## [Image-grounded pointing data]
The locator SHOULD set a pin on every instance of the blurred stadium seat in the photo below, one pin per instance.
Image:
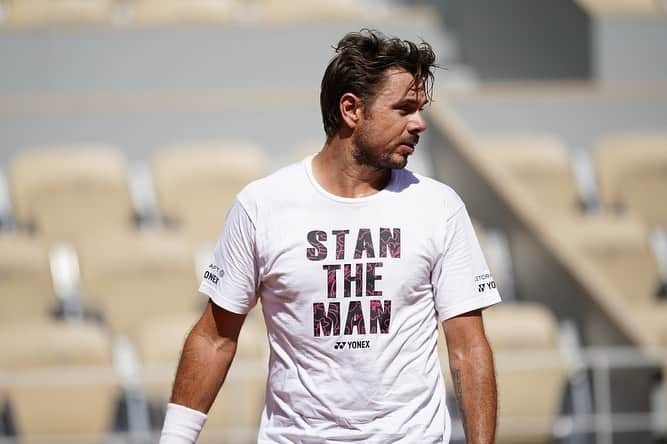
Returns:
(131, 277)
(25, 279)
(621, 7)
(619, 249)
(632, 172)
(64, 389)
(66, 192)
(184, 11)
(299, 10)
(196, 183)
(542, 165)
(530, 370)
(47, 12)
(530, 393)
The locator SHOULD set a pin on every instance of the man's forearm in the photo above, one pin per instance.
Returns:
(201, 371)
(474, 382)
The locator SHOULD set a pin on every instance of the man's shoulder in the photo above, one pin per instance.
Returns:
(273, 186)
(423, 188)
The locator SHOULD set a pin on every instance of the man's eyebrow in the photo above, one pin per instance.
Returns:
(410, 101)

## [AIM OF THE EXERCISE]
Print the records above exactly, minus pictures.

## [OUTPUT FOR THIS EXERCISE]
The locator SHOULD set a pin on every instance of the blurred stadium seat in the photo below, one pin per instance.
Image:
Returns:
(131, 277)
(25, 279)
(621, 7)
(619, 249)
(632, 172)
(64, 389)
(66, 192)
(184, 11)
(299, 10)
(196, 183)
(542, 165)
(530, 370)
(47, 12)
(530, 393)
The locator SHOULD set a pin on every instance of the man's forearm in the photo above, one pin per instance.
Returns:
(201, 371)
(474, 382)
The locator SHOULD set a pin on every instance of the man's shoulder in the photo above, one pin per instance.
Returns:
(273, 186)
(423, 188)
The locator SHOULD set a pin on every instance of the man's eyebrow in the photo above, one pin per instance.
Returns:
(410, 101)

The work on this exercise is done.